[Task item]:
Please repeat the lines below, exactly and only, from the one that holds "to find black" through the one that holds "to find anti".

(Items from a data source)
○ ○ ○ ○
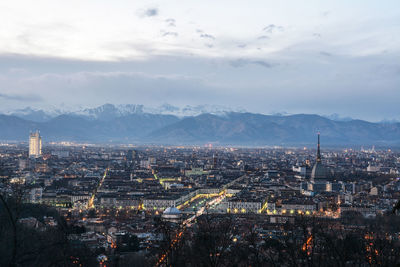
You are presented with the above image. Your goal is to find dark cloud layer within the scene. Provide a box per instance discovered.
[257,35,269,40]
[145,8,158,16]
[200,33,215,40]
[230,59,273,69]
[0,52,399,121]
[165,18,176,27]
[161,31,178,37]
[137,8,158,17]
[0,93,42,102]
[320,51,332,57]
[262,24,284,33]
○ ○ ○ ○
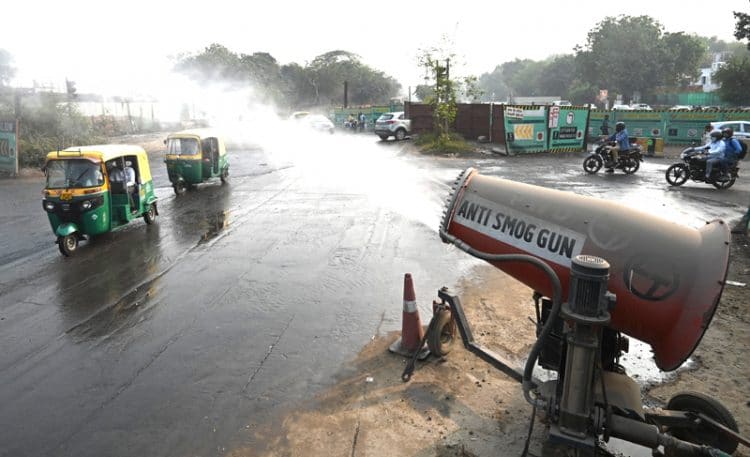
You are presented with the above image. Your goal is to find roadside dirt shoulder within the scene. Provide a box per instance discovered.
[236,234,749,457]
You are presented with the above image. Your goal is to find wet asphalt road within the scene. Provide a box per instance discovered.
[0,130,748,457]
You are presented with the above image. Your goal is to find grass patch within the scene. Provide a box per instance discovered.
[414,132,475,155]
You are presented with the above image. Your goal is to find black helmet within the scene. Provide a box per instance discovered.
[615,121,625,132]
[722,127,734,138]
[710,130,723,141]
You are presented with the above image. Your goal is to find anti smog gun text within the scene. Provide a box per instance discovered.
○ ○ ○ ○
[Expected answer]:
You are presented with the above image. Your goal is to find black helmet within the scene. Provide a box per instance discovered.
[615,121,625,132]
[722,127,734,138]
[710,130,723,141]
You are presented with the above image. Your goal is to find anti smog gun text within the scene. Provide a box per instance discovered.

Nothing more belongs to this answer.